Instructions for the task:
Repeat exactly, and only, the lines running from the one that holds "Field-scouting task: mark every instance of the river" to the end of the records.

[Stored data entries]
▶

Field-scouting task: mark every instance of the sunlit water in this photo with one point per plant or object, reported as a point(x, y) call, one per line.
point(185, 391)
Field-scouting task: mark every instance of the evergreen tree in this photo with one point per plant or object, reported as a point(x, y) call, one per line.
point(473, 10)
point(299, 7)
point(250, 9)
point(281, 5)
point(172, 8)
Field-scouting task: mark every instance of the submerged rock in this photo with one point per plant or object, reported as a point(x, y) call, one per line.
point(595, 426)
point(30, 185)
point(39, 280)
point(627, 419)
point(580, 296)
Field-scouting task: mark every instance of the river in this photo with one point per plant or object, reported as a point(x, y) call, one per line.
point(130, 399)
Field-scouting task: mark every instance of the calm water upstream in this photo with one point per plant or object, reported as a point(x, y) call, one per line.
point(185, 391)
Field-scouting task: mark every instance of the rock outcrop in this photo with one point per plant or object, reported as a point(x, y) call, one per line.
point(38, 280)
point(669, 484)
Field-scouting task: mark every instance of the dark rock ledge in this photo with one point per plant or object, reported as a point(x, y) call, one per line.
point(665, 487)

◀

Response to this exercise:
Field-scouting task: mark every instance of the river in this photo with one point per plant or object, reported as a point(x, y) call, one per line.
point(130, 399)
Field-scouting task: mark every instance of the calm water upstream in this photo with one point per plant or object, reported as a point(x, y) call, one per line.
point(185, 391)
Field-scouting task: mark every instance of the rock outcrop in this photo with one point per plant or object, reported as a point(x, y) call, one per line.
point(38, 280)
point(669, 484)
Field-scouting task: mark every instance of the dark rock ledge in this photo with one point per plant or object, reported as a point(x, y) call, one per line.
point(665, 487)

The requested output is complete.